# [Job 1]
From the passage on documentation relevance, copy the words from "the necessary effort" to "the source code." without any change.
# [Job 2]
In the passage on documentation relevance, what symbols are given to the factors that increase the rate at which a piece of documentation deteriorates?

=== Selected extract ===

8. Relevance of Documentation¶

A map is not the territory it represents, but, if correct, it has a similar structure to the territory, which accounts for its usefulness. If the map could be ideally correct, it would include, in a reduced scale, the map of the map; the map of the map, of the map; and so on, endlessly, a fact first noticed by Royce.

—Alfred Korzybski, Science and Sanity, Chapter IV, p. 58.

The relevance of documentation, \(R_{doc}\) deteriorates, whenever the source code is changed, but the documentation is not updated.

The rate of deterioriation for a given piece of documentation increases with

the distance to the source code, \(D_{source} \ge 0\)
the inavailability of a documentation editor, \(I_{edit} \ge 0\)
the necessary effort for synchronization with the master document, \(E_{sync} \ge 0\)
the inertia of the human components \(H_{inertia} \ge 1\) involved.

The likeliness of relevance of a given piece of documentation, \(L_{R_{doc}}\) is therefore:

(8.1)¶\[\begin{split}& L_{R_{doc}} = \left( \left( \frac{1 + ( {D_{source}} + {I_{edit}} + {E_{sync}} + {H_{inertia}} )}{2}\right)\cdot{H_{inertia}} \right)^{-1}\\\end{split}\]

8.1. Introduction¶

The relevance of documentation is a measure of how similar the structure of the documentation is to the structure of the source code.

This is closely connected to the map–territory relation of General semantics. A thorough understanding of this principle really helps manage the expectations of what documentation of source code is, is not and can be. The fact, that documentation can never be accurate in the sense of a bijective mapping, does not mean it can not be helpful – even essential – for a human brain to construct an appropriate model.

=== Rows ===

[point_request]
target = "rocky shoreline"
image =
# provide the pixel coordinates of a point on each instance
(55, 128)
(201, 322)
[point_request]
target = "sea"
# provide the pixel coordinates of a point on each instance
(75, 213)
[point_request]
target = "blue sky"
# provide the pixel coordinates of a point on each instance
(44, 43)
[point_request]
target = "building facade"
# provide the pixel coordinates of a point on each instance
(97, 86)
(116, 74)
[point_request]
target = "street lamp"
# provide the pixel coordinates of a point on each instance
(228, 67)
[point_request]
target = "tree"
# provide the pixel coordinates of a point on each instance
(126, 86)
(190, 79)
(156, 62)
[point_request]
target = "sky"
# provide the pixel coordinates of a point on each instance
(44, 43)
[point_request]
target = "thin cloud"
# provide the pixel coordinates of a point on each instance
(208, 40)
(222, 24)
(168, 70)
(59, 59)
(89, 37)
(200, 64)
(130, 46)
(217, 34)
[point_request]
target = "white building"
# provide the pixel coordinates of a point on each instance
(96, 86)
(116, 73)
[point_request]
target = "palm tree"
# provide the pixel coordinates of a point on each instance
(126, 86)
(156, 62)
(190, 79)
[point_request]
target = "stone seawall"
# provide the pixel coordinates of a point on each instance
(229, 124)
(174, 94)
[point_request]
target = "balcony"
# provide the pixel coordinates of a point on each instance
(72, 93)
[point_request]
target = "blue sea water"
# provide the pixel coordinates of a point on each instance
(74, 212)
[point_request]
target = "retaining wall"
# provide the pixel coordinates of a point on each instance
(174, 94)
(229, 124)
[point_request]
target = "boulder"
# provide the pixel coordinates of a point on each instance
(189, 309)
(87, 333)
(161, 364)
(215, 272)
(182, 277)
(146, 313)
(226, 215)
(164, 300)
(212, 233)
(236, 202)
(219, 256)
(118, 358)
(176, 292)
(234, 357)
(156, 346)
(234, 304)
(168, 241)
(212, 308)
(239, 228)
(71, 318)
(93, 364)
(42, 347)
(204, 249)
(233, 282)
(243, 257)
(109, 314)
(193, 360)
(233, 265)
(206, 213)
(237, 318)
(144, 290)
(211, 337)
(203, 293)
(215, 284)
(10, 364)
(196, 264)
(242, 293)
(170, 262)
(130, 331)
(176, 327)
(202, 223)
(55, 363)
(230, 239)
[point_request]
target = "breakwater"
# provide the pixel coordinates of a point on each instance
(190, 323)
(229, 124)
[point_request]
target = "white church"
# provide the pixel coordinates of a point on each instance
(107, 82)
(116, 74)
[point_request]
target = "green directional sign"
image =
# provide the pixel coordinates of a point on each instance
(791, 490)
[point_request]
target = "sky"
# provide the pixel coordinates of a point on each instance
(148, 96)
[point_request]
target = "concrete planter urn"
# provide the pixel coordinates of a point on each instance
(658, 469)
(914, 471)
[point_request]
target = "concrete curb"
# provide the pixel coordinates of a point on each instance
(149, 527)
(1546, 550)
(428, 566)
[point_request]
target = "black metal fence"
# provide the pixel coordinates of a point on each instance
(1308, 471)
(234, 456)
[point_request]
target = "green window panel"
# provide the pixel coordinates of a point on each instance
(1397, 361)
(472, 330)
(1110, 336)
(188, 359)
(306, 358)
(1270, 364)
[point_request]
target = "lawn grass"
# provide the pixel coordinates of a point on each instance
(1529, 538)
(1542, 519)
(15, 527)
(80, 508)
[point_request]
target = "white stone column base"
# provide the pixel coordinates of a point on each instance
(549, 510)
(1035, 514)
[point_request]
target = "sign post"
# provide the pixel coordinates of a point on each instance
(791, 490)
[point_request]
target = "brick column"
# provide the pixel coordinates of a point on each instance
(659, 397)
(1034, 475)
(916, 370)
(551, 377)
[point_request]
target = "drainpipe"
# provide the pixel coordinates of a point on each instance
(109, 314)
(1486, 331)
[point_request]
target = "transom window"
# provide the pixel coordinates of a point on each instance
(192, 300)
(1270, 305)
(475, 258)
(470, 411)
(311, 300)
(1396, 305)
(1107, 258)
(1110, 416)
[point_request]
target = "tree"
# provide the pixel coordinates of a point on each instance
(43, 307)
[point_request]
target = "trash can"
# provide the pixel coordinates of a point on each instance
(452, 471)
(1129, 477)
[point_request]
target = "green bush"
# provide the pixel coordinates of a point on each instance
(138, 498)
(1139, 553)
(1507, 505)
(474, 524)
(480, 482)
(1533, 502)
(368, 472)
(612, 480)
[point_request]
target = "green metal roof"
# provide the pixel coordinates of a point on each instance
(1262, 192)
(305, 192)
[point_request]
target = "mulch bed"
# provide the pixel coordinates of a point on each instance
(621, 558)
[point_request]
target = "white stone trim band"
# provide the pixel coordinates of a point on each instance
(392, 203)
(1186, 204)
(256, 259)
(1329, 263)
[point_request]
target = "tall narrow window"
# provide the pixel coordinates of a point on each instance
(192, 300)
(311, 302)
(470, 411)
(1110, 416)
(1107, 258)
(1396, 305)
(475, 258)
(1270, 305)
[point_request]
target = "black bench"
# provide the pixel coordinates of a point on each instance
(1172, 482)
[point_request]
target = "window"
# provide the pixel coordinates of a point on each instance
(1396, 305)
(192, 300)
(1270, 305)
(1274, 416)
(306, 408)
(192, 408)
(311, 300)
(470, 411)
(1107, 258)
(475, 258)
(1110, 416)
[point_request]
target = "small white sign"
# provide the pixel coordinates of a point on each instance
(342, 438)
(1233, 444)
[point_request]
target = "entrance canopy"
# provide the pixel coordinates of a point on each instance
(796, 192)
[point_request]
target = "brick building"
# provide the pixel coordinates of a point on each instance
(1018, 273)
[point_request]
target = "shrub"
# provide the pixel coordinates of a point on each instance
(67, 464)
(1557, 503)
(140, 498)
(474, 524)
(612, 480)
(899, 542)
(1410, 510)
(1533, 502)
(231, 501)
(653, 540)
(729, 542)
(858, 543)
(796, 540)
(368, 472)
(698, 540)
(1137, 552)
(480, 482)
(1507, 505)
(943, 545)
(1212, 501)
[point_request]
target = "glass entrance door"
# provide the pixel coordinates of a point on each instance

===

# [Reply 1]
the necessary effort for synchronization with the master document, \(E_{sync} \ge 0\)
the inertia of the human components \(H_{inertia} \ge 1\) involved.

The likeliness of relevance of a given piece of documentation, \(L_{R_{doc}}\) is therefore:

(8.1)¶\[\begin{split}& L_{R_{doc}} = \left( \left( \frac{1 + ( {D_{source}} + {I_{edit}} + {E_{sync}} + {H_{inertia}} )}{2}\right)\cdot{H_{inertia}} \right)^{-1}\\\end{split}\]

8.1. Introduction¶

The relevance of documentation is a measure of how similar the structure of the documentation is to the structure of the source code.

# [Reply 2]
D_source, I_edit, E_sync, H_inertia